• _Task prompt_
Reproduce the listing below word for word, starting at its first line and ending at the line that contains "xmin=0 ymin=0 xmax=1344 ymax=595", with both ends included. Leave the picture out of your answer.

** Start of Supplied information **

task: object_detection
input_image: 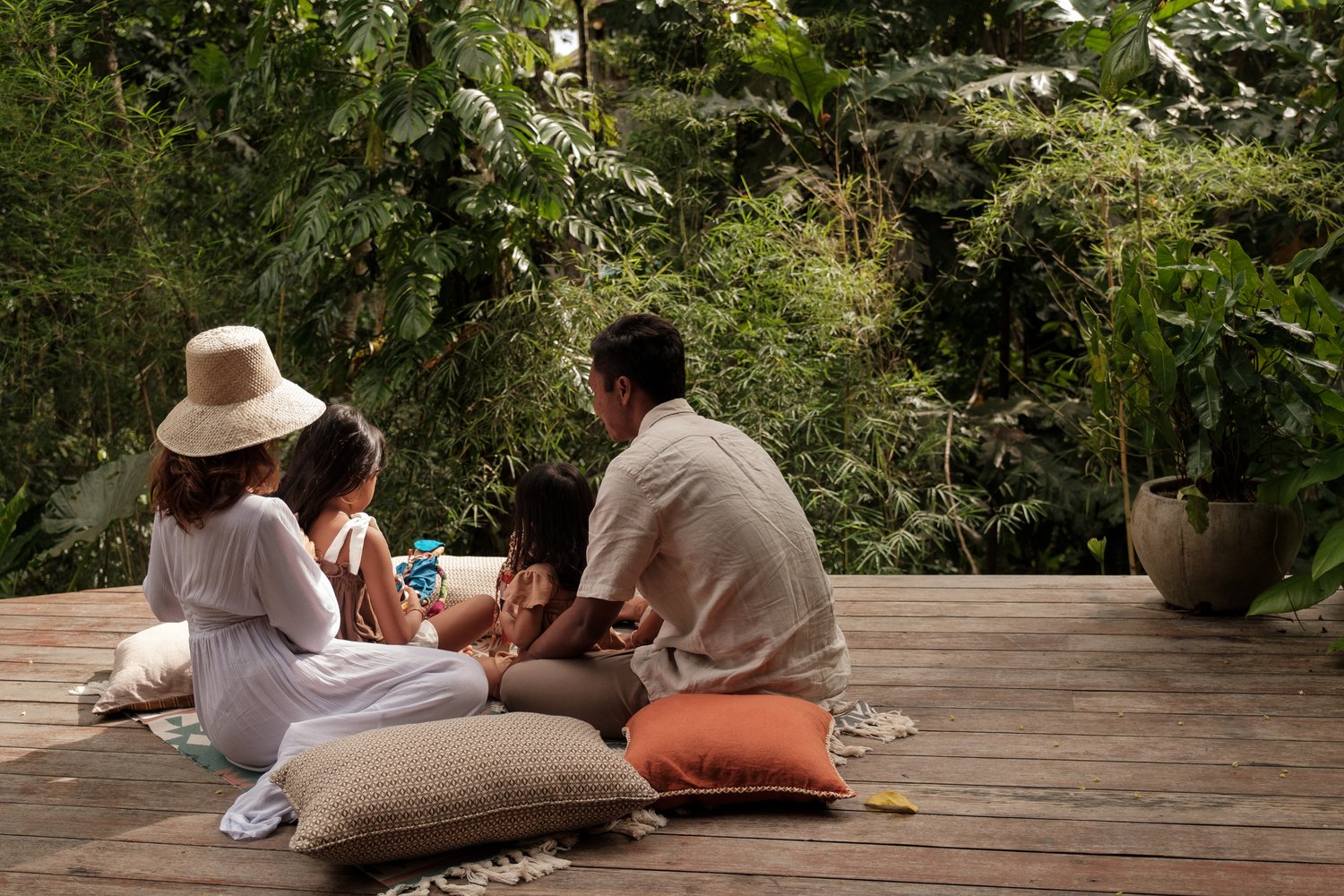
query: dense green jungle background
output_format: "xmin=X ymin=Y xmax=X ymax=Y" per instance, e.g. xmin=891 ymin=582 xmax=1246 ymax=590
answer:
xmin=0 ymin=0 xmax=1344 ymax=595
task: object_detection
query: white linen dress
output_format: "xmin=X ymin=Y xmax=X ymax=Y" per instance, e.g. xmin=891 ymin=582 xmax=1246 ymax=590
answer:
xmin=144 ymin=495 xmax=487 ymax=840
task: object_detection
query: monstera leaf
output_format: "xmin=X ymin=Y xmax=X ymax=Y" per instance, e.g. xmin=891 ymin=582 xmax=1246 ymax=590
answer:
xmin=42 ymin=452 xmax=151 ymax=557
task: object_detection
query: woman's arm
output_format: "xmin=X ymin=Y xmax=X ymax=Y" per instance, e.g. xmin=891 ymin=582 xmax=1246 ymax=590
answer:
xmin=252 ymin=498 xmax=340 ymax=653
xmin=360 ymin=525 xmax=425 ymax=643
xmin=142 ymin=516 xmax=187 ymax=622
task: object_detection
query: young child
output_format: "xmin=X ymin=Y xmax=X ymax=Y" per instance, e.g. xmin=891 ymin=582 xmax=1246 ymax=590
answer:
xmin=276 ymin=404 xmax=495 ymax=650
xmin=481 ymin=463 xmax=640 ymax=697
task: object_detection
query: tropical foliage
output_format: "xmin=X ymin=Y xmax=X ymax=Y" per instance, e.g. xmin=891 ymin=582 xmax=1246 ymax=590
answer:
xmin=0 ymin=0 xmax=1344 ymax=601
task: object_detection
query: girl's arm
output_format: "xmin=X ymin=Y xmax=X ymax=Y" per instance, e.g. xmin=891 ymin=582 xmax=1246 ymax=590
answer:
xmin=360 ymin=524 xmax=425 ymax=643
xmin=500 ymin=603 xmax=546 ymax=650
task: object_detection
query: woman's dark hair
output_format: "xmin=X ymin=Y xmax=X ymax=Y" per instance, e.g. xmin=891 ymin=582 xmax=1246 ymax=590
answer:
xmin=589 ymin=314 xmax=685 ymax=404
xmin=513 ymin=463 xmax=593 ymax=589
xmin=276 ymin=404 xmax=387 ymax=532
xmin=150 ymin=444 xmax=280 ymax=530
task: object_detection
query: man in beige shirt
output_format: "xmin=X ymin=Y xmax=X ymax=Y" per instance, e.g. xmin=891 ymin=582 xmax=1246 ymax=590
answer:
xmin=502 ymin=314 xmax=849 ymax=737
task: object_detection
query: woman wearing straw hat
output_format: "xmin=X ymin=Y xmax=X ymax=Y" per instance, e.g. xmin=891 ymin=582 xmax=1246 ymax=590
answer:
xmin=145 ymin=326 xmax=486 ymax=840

** End of Supplied information **

• _Output for this task_
task: object_detection
input_image: 
query: dense green jungle background
output_format: "xmin=X ymin=Y xmax=X ymax=Y" per instance, e.g. xmin=891 ymin=582 xmax=1246 ymax=590
answer:
xmin=0 ymin=0 xmax=1344 ymax=595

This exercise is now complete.